— Directions —
Copy the records below exactly as they are written.

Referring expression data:
[Start of section]

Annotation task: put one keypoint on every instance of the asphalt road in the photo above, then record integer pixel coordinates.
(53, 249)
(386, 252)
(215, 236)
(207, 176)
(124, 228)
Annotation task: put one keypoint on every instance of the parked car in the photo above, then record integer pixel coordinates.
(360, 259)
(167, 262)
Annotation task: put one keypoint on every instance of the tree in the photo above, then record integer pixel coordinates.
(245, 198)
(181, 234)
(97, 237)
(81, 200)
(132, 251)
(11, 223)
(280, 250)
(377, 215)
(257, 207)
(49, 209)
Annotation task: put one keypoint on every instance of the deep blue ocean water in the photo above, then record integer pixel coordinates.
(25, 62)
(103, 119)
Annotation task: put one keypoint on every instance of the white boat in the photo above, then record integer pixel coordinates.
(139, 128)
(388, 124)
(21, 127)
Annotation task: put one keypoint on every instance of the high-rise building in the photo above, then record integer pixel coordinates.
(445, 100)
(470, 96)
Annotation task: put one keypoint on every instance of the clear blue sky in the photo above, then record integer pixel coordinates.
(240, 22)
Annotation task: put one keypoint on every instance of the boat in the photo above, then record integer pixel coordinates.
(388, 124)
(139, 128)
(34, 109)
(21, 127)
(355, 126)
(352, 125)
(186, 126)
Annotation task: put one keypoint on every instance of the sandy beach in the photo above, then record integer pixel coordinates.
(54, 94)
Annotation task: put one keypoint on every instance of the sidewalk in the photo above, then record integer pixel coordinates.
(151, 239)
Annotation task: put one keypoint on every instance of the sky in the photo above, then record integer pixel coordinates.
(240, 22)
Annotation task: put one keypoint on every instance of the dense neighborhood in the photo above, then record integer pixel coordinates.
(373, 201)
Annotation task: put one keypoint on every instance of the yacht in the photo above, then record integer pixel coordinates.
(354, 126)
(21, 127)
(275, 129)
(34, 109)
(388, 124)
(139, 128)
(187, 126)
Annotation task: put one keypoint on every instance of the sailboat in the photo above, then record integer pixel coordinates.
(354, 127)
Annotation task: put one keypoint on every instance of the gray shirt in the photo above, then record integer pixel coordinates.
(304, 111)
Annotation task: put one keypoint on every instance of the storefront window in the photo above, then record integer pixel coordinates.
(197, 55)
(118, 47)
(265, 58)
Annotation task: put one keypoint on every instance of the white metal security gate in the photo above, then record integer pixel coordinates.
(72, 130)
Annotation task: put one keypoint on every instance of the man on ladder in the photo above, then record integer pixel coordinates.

[End of section]

— Solution below —
Annotation task: put one keypoint on every instance of the asphalt road in the photo above, then record integer pixel coordinates.
(53, 249)
(386, 252)
(215, 236)
(207, 176)
(124, 228)
Annotation task: put one keypoint on every instance of the parked car in the photo above, then record integer pixel coordinates.
(360, 259)
(167, 262)
Annotation task: put one keypoint on every instance of the tree in the photo above, then record integer pixel coordinates.
(245, 198)
(181, 234)
(97, 237)
(81, 200)
(132, 251)
(11, 223)
(280, 250)
(377, 215)
(257, 207)
(49, 209)
Annotation task: put one keypoint on every instance of the deep blue ocean water in the photo above, then record integer pixel coordinates.
(25, 62)
(103, 119)
Annotation task: put one keypoint on every instance of the white boat in the photo above, then record integer pixel coordinates.
(139, 128)
(388, 124)
(21, 127)
Annotation task: put one keypoint on every instance of the high-rise building in the photo above, then record integer pixel coordinates.
(445, 100)
(470, 96)
Annotation task: put one keypoint on every instance of the clear blue sky in the photo above, then record integer pixel coordinates.
(240, 22)
Annotation task: put one keypoint on every instance of the boat in the photo above, then record integer pixel coordinates.
(388, 124)
(139, 128)
(34, 109)
(21, 127)
(355, 126)
(352, 125)
(186, 126)
Annotation task: put one keypoint on every instance of the sandy beach in the photo above, then record integer pixel coordinates.
(54, 94)
Annotation task: put one keypoint on every instance of the sidewalk in the photo above, then record integer pixel coordinates.
(151, 239)
Annotation task: put one keypoint on every instance of the sky in the photo above, then record integer pixel coordinates.
(240, 22)
Annotation task: put one keypoint on every instance of the dense neighborhood in the photo above, then record integer pixel coordinates.
(373, 201)
Annotation task: put one keypoint on every instance of the yacht in the photo above, then record integer pixel coordinates.
(354, 126)
(21, 127)
(275, 129)
(34, 109)
(388, 124)
(139, 128)
(187, 126)
Annotation task: put one keypoint on every instance of the sailboat in the photo above, then record integer pixel coordinates.
(354, 127)
Annotation task: put one keypoint on every instance of the gray shirt in the photo above, then record integer pixel coordinates.
(304, 111)
Annotation task: put one keypoint on every instance of the storefront window in the photo above, then record integer pixel coordinates.
(197, 55)
(118, 47)
(265, 58)
Annotation task: put one keypoint on every instance of the white metal security gate in the photo above, then record integer pixel coordinates.
(72, 130)
Annotation task: put one keypoint on every instance of the man on ladder in the photo above, then record integer pixel coordinates.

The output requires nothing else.